WHAT IS REQUIRED = Return the listing exactly as it appears, but strip out the images.

EXERCISE INPUT =
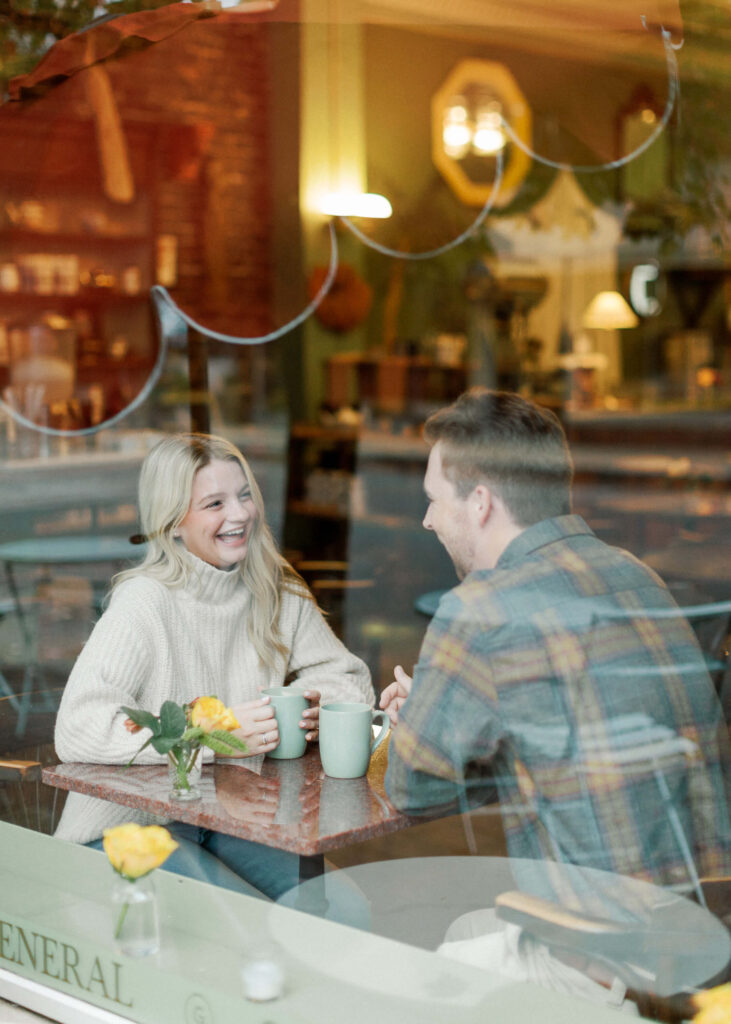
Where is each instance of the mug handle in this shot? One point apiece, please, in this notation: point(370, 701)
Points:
point(385, 727)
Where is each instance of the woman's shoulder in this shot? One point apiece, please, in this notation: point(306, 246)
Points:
point(134, 590)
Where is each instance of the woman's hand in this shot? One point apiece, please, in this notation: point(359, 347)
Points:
point(310, 717)
point(257, 726)
point(394, 695)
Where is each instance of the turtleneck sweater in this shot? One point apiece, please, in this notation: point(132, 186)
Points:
point(157, 643)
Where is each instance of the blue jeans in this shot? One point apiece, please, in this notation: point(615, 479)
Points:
point(261, 871)
point(228, 861)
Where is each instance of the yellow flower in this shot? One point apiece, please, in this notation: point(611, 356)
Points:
point(135, 850)
point(210, 714)
point(715, 1006)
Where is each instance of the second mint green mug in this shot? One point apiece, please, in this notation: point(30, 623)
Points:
point(346, 737)
point(289, 704)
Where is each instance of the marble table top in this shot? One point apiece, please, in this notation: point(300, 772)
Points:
point(290, 805)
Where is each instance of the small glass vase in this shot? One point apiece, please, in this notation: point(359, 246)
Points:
point(136, 921)
point(184, 772)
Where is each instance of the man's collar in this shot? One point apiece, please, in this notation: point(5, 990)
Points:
point(539, 536)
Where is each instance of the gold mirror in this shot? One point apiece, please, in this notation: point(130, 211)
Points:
point(468, 112)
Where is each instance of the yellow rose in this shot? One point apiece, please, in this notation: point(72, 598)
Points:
point(715, 1006)
point(210, 714)
point(135, 850)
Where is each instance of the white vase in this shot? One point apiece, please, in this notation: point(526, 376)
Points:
point(136, 921)
point(184, 773)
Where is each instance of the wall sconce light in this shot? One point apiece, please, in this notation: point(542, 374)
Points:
point(608, 311)
point(355, 205)
point(469, 112)
point(479, 132)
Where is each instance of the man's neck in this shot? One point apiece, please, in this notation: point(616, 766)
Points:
point(500, 534)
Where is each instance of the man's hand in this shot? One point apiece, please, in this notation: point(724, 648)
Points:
point(393, 696)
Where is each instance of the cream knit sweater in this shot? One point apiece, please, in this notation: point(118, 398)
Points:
point(157, 643)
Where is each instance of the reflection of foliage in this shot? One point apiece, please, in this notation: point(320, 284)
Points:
point(29, 28)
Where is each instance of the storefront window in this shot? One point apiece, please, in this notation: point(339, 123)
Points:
point(559, 226)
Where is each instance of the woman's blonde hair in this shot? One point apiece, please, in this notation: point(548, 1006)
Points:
point(165, 488)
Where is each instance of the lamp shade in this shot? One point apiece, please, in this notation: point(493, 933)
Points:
point(355, 205)
point(608, 311)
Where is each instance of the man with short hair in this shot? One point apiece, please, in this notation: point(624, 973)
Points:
point(557, 670)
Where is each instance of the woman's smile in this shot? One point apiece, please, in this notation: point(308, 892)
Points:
point(218, 523)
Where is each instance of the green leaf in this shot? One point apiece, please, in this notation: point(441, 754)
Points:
point(145, 743)
point(223, 742)
point(191, 734)
point(143, 719)
point(172, 720)
point(164, 743)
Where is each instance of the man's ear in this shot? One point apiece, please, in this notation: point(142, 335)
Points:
point(481, 503)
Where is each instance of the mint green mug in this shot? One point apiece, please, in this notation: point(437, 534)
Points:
point(289, 704)
point(346, 737)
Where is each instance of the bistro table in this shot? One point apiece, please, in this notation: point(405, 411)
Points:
point(291, 805)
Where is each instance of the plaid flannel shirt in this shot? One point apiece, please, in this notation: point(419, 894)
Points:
point(549, 678)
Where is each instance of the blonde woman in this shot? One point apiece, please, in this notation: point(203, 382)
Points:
point(212, 608)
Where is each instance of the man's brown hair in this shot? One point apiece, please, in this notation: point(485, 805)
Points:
point(515, 446)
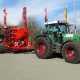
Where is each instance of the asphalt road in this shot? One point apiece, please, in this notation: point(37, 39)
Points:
point(29, 67)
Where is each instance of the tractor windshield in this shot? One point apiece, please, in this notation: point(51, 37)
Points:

SOLUTION TO THE PROBLEM =
Where is each instance of the mug handle in this shot? One point apiece, please, in this notation: point(370, 701)
Points:
point(385, 727)
Where is each instance of the woman's shoulder in this shot? One point apiece, please, in this notation: point(306, 246)
Points:
point(134, 590)
Where is each instance of the woman's hand in this shot? One point apiece, please, in this notation: point(359, 347)
Points:
point(310, 717)
point(257, 726)
point(394, 695)
Where is each instance of the turtleneck sweater in this shot? One point apiece, please, in this notation: point(132, 186)
Points:
point(157, 643)
Where is each instance of the blue jeans in this shot? One point apiece, please, in this notation: point(615, 479)
Points:
point(261, 871)
point(228, 861)
Where is each instance of the yellow flower in this shot? One point apiece, please, in this notation: point(611, 356)
Points:
point(135, 850)
point(210, 714)
point(715, 1006)
Where is each instance of the second mint green mug in this shot? One point apiece, please, in this notation: point(30, 623)
Points:
point(346, 737)
point(289, 704)
Where is each instance of the marble table top in this shot? One point apiece, please, in this notation: point(300, 772)
Points:
point(290, 805)
Where is each instance of the small glass vase in this shot? One point apiece, please, in this notation: point(359, 246)
Points:
point(136, 921)
point(184, 772)
Where is each instance of the man's collar in this shot? One point apiece, please, in this notation: point(5, 990)
Points:
point(539, 536)
Where is each instance of the gold mirror in this shot? One point apiece, please, in this notation: point(130, 211)
Points:
point(468, 112)
Where is each instance of the yellow rose in this shot? One point apiece, please, in this notation: point(72, 598)
Points:
point(715, 1006)
point(210, 714)
point(135, 850)
Where is each instance of the white vase in this shot? One point apiece, please, in this notation: point(526, 376)
Points:
point(136, 921)
point(184, 773)
Where is each instance of the wall sconce light in this shot? One point apiece, please, in this notation: point(542, 374)
Points:
point(608, 311)
point(355, 205)
point(469, 112)
point(479, 132)
Where is each instance of the man's neck in this shot? One point apiece, please, in this notation: point(616, 766)
Points:
point(500, 534)
Where is each instance of the man's hand in this shot? One point apiece, please, in this notation: point(724, 648)
Points:
point(393, 696)
Where is each instance of the cream knit sweater in this shot? One point apiece, please, in this notation: point(118, 398)
Points:
point(157, 643)
Where is each instance of the reflection of foliage in this shot? One point apiece, please, in this notation: point(320, 284)
Points:
point(29, 28)
Where is each instance of the storefront window in this shot? One point apiece, please, in this notation: point(339, 123)
Points:
point(559, 226)
Where is each instance of the woman's blonde hair in this shot? One point apiece, please, in this notation: point(548, 1006)
Points:
point(165, 488)
Where is each instance of the lamp shade in this shot? One point apiece, please, in this notation: point(493, 933)
Points:
point(355, 205)
point(608, 311)
Where is each instance of the man with short hair in this shot? One point apiece, please, in this notation: point(624, 973)
Points:
point(557, 670)
Where is each instance of the woman's smile in this shot? One point apiece, please, in this notation: point(308, 892)
Points:
point(218, 523)
Where is each instance of the green leaf in this shot? One point apiece, please, in this notation: point(441, 754)
Points:
point(145, 743)
point(223, 742)
point(191, 734)
point(143, 719)
point(172, 720)
point(164, 743)
Where is each instance of the man's ear in this shot? One point apiece, please, in this notation: point(142, 335)
Points:
point(481, 503)
Where is each instance of the mint green mug in this shot? One point apiece, please, in this notation: point(437, 534)
Points:
point(289, 704)
point(346, 737)
Where is each instance of the bistro table in this shot? One point apiece, please, in this notation: point(405, 411)
Points:
point(291, 805)
Where is each instance of the plaid flannel shirt in this shot? One point apiece, please, in this notation: point(419, 894)
Points:
point(549, 678)
Where is each instance of the blonde woman in this shot? One point apiece, please, in this notation: point(203, 382)
Points:
point(212, 608)
Where is each instance of the man's brown hair in this shot? One point apiece, please, in this notation: point(485, 805)
Points:
point(515, 446)
Where is each instance of the asphalt road in this shot? One point apiece, please, in this notation: point(37, 39)
Points:
point(29, 67)
Where is each instance of the tractor windshield in this shot? One point apiece, please, in this notation: point(51, 37)
Points:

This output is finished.